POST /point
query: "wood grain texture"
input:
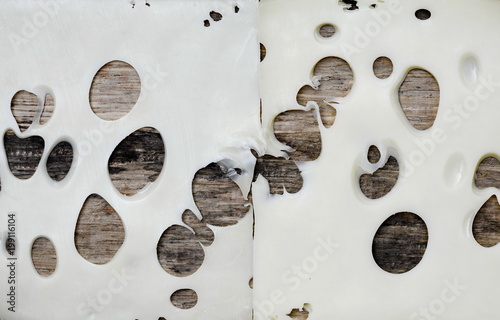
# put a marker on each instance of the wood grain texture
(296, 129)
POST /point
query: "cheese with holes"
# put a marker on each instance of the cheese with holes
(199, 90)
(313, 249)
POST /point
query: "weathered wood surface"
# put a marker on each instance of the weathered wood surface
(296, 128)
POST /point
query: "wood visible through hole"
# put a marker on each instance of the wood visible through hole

* * * * * * * * *

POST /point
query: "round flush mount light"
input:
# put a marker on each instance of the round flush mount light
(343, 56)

* * * * * * * * *

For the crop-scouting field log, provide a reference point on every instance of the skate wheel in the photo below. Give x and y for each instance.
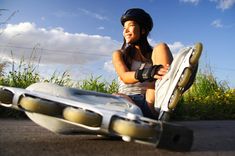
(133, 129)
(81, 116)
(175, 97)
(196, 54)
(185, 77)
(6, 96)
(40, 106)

* * * * * * * * *

-- Task goal --
The word to find is "through". Copy every line of the data that holds it.

-- Answer space --
query: "wood visible through hole"
# put a marker on each instance of the wood visible through hole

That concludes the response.